_THE REQUEST:_
Write out, precisely and in full, each line of the material.

--- start ---

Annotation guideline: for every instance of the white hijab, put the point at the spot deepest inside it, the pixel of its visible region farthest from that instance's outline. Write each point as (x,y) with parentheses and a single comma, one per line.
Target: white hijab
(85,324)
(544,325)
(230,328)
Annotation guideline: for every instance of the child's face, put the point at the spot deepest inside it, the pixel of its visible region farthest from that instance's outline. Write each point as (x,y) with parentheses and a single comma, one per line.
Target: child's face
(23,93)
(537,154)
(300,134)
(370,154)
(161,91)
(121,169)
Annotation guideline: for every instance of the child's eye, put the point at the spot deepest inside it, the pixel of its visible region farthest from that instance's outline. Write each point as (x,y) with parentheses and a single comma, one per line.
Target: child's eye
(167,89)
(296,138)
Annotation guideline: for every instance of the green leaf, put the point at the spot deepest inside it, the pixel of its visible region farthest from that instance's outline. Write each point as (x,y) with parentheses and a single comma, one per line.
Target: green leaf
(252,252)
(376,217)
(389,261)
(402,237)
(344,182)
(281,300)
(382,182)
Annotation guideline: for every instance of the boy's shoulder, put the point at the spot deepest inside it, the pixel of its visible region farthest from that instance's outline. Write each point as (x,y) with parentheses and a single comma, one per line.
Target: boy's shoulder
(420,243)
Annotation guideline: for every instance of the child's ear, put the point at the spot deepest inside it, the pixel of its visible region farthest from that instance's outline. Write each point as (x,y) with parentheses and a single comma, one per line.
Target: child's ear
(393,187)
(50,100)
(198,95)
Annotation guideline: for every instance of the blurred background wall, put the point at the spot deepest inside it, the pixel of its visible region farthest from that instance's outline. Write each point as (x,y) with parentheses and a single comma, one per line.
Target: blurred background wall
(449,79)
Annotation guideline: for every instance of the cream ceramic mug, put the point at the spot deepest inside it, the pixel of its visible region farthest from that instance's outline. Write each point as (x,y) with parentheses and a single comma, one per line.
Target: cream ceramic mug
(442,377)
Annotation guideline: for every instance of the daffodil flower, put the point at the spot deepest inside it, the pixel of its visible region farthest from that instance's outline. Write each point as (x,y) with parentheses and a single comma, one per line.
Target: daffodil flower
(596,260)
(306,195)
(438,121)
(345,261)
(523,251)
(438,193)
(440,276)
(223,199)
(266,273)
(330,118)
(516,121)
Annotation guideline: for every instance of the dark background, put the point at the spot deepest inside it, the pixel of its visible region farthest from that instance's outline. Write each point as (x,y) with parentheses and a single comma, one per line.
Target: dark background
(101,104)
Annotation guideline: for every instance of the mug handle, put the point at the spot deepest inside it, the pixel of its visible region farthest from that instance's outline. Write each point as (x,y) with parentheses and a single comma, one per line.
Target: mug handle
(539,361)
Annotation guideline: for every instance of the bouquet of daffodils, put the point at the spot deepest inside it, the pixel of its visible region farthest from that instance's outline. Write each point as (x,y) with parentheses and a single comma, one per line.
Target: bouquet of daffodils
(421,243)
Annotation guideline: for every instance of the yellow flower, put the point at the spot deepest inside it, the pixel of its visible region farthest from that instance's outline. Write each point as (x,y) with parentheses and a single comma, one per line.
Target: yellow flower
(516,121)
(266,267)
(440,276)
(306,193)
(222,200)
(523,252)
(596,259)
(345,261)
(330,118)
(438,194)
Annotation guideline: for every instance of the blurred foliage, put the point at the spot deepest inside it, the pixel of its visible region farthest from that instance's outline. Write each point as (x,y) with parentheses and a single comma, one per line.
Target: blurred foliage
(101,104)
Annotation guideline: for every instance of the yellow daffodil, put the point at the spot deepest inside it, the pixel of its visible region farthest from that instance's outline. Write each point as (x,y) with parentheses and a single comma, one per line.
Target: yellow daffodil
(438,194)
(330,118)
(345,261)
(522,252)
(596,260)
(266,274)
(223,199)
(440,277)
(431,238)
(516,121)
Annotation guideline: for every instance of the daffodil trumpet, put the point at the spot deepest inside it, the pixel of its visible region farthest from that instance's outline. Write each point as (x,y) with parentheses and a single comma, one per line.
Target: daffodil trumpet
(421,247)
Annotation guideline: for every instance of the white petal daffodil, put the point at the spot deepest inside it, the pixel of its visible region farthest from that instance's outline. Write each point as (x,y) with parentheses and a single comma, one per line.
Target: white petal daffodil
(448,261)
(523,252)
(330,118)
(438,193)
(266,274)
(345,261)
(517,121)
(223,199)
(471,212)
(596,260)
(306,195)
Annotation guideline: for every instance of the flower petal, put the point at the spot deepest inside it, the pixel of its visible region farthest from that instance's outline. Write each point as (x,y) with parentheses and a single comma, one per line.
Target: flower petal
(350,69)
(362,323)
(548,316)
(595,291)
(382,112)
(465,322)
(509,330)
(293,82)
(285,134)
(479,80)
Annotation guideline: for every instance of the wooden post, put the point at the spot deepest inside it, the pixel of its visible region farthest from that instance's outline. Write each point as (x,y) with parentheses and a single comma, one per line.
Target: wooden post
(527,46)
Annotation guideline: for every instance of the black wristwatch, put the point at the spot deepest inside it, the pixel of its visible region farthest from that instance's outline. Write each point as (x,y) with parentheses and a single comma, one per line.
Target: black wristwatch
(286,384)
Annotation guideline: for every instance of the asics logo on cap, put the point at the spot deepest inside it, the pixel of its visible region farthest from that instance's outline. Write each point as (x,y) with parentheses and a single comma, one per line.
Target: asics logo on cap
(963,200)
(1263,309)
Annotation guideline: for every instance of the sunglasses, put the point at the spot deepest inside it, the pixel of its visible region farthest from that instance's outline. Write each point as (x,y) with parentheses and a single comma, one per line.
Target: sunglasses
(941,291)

--- end ---

_ANSWER:_
Annotation guideline: for every instance of the white hijab, put the point at the spot deepest inside it, the pixel of its visible region farthest from that instance's outline. Write each point as (x,y) with parentheses and a single comma, one per line.
Target: white hijab
(85,324)
(544,325)
(230,328)
Annotation guideline: for every instance of the child's face, put the point at the spot deepest inside it, the pixel of its visible region farthest from that instance's outline. Write each point as (x,y) with parentheses and a single comma, one per line.
Target: child's face
(23,93)
(537,154)
(300,134)
(370,154)
(161,91)
(121,169)
Annotation guideline: for every instance of the child's eye, put the point at the spot deepest inside it, the pixel of its visible region farthest from that instance's outline. Write each point as (x,y) with parentheses and a single comma, one per line.
Target: child's eye
(167,89)
(296,138)
Annotation guideline: for every instance of the green leaf, put the point at the spot deepest inside it, the pixel of its visible region farthest from that instance's outline. Write each point as (x,y) with parentheses and a single comma, one per line.
Target: green leaf
(252,252)
(376,217)
(389,261)
(402,237)
(344,182)
(281,300)
(382,182)
Annotation guideline: for every instance of the boy's shoulder, put the point at the spot deepest inside it, the pixel of its visible region farthest from that instance's outline. Write each point as (x,y) with parentheses and a single comma, one per line.
Target: boy's shoulder
(420,243)
Annotation guideline: for every instance of the child's ear, put the point at the spot deepest inside it, the pixel of its visible region farthest from that instance's outline. Write each point as (x,y) with parentheses and a single comma, one per line.
Target: child's ear
(393,187)
(50,100)
(198,95)
Annotation guideline: for every instance of the blurred background wall, put the point at the spot deepest inside it, the pixel of its visible region farthest from that instance's outline. Write each point as (x,y) with parentheses and a single comma, one per line.
Target: blurred background wall
(449,79)
Annotation guideline: for every instance of the cream ceramic mug, put the point at the spot deepest inside it, the pixel of its visible region farthest from that instance's outline. Write each point as (x,y) with parentheses and a single comma, one per line.
Target: cream ceramic mug
(442,377)
Annotation guideline: for every instance of the daffodil flower, put the point at the spot deepest inside it, the pixel of its visible region farthest from that instance's outline. Write each point as (x,y) with parentheses and a single comma, one per line.
Target: daffodil flower
(596,260)
(306,195)
(438,121)
(345,261)
(523,251)
(438,193)
(440,276)
(223,199)
(266,273)
(330,118)
(516,121)
Annotation guideline: for every instance of the dark background, put the point at the spot deepest inside it, the pixel of its visible region farthest from that instance's outline. Write each point as (x,y) with parentheses and a single comma, one per line.
Target: dark background
(101,104)
Annotation guideline: for every instance of the mug handle, put the point at the spot deepest inside it, the pixel of its visible region farthest from that instance's outline. Write each point as (x,y) with parentheses and a single comma, one per line.
Target: mug handle
(539,361)
Annotation guideline: for every instance of the bouquet of daffodils, put the point at the spot deepest inside it, the pixel of its visible region farthest from that instance's outline. Write each point as (x,y) with parentheses and a single comma, one per line.
Target: bouquet of daffodils
(421,243)
Annotation guideline: for every instance of the yellow flower, put the point at the spot deepest inside it, the pixel of its visible region farthest from that instance's outline. Write each point as (x,y) with parentheses and a single comma, one per line.
Target: yellow flower
(516,121)
(266,267)
(440,276)
(306,193)
(222,200)
(523,252)
(596,259)
(345,261)
(330,118)
(438,194)
Annotation guideline: for every instance of the blurred foliage, put the point at the spot deepest inside it, the pixel of its visible region farthest from that instance's outline. Write each point as (x,y) with parentheses and a single comma, one per line.
Target: blurred foliage
(101,104)
Annotation guideline: for every instance of the yellow daffodil, put the point at the spot deepest inside it, the pixel of its visible region farthest from that instance's outline. Write each point as (x,y) with parentheses and a single comma, one per line.
Target: yellow daffodil
(438,194)
(330,118)
(345,261)
(522,252)
(596,260)
(266,274)
(223,199)
(440,277)
(431,238)
(516,121)
Annotation guideline: for every instance of the daffodil trumpet, put the point at the spot deepest inside it, the pixel of its visible region farthest from that instance's outline. Write each point as (x,y) with parentheses and a single comma, one per line.
Target: daffodil trumpet
(421,247)
Annotation guideline: for every instance of the white petal daffodil, put the point at the spot deepest inside it, the pixel of its visible region farthest from that instance's outline. Write each point as (x,y) with parentheses and a single comma, one per line.
Target: white petal daffodil
(448,261)
(523,252)
(330,118)
(438,193)
(266,274)
(345,261)
(517,121)
(223,199)
(471,212)
(596,260)
(306,195)
Annotation guideline: for every instance of the flower petal, put the point at the spot deepest inside it, the pixel of its visible region farthest from that instance's outline. Write each point as (x,y) with parentheses and a single comma, one per line.
Target: flower petal
(350,69)
(362,323)
(548,316)
(595,291)
(382,112)
(465,322)
(509,330)
(293,82)
(285,134)
(479,80)
Annotation guideline: for every instance of the wooden post, put the point at the spot deepest inside it, the pixel of its visible region farthest from that instance's outline. Write each point as (x,y) with parentheses and a single comma, one per line.
Target: wooden post
(527,46)
Annotation guideline: for every instance of the black wristwatch, put the point at the spot deepest inside it, the pixel of its visible region farthest from that instance's outline. Write each point as (x,y) with parentheses and a single comma, one per line.
Target: black wristwatch
(286,384)
Annotation guideline: for every instance of the asics logo on cap, put the point at the spot deepest inside it, the pixel of its visible region farthest from that instance's outline. Write each point as (x,y) with parentheses and a single comma, one per line.
Target: asics logo on cap
(963,200)
(1263,309)
Annotation guideline: for every instance of the sunglasses, put the point at the spot deepest inside it, the pixel of its visible region farthest from that instance's outline. Write each point as (x,y) with parentheses and a single comma, one per line.
Target: sunglasses
(941,291)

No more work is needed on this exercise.